* _TEXT EXTRACT_:
..............................
Liew said even after the park was gazetted in 1974, trawlers
continued to encroach within the protected waters./
"They would come at night to dotheir business and since
it was difficult for the Park to keep 24-hour watch, we decided
to plant the sinkers to deter such selfish acts," he said.
Liew said the Park was forced to act this way as it was
generally understood that trawling was rated even more damaging
to the marine coastal habitats than fish bombing.
"While fish bombings destroy spots of coral reefs,
trawlers sink their nets to the sea bottom and drag the whole sea
bed for miles - breaking all the corals as they go along. These
people are very selfish because they are not suppose to trawl
eithin 2km of the coast."
Rosli bin Daris, 46, a father of nine from Menggatal who had
been fishing the last 18 years, said there had been no less than
five cases lately of their nets being ripped by the spikes.
..............................
* _DATASET RECORDS_:
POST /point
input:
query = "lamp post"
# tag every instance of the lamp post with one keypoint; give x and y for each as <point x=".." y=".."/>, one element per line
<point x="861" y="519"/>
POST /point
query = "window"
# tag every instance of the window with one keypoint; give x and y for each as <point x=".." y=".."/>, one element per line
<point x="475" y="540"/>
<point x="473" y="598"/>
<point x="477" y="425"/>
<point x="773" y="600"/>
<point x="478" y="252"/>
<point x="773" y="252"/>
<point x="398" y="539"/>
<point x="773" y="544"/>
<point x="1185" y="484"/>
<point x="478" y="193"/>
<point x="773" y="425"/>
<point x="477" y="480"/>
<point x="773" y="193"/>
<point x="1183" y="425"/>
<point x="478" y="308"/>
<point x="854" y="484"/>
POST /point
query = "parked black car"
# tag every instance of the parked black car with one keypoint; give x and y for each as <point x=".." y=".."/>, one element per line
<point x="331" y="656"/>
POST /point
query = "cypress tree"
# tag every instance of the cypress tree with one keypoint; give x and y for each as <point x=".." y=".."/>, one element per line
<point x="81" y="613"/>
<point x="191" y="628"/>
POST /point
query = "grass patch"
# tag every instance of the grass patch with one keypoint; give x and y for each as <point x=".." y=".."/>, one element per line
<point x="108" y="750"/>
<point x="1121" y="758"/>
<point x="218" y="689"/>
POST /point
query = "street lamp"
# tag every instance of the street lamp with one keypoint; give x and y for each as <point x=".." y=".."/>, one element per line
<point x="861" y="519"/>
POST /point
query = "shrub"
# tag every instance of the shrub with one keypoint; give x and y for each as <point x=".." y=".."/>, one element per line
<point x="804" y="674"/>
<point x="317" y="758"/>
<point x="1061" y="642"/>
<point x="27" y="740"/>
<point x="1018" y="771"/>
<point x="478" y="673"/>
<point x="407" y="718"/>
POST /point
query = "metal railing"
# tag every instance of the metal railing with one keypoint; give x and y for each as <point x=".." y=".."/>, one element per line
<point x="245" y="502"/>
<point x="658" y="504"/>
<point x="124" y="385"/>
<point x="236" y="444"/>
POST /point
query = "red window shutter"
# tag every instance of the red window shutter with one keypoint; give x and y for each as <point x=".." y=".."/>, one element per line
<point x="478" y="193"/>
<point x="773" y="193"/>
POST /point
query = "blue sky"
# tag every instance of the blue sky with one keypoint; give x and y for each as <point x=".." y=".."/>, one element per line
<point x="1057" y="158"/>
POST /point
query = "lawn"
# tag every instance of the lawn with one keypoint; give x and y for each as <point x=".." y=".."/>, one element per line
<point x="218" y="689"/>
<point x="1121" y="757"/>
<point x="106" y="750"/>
..............................
* _TASKS TO CARRY OUT_:
**1.** Reproduce the marine park passage from "Liew said the" up to and including "than fish bombing.", switching "trawling" to "bottom trawling".
**2.** According to the marine park passage, in what year was the park gazetted?
**3.** Condense the paragraph of the marine park passage beginning "Rosli bin Daris, 46," into a single shorter sentence that keeps its main facts.
The records were drawn from a separate source unrelated to the marine park passage.

* _COMPLETED EXERCISE_:
**1.**
Liew said the Park was forced to act this way as it was
generally understood that bottom trawling was rated even more damaging
to the marine coastal habitats than fish bombing.

**2.** 1974

**3.** Rosli bin Daris, a 46-year-old father of nine from Menggatal who had fished for the last 18 years, said there had lately been at least five cases of nets being ripped by the spikes.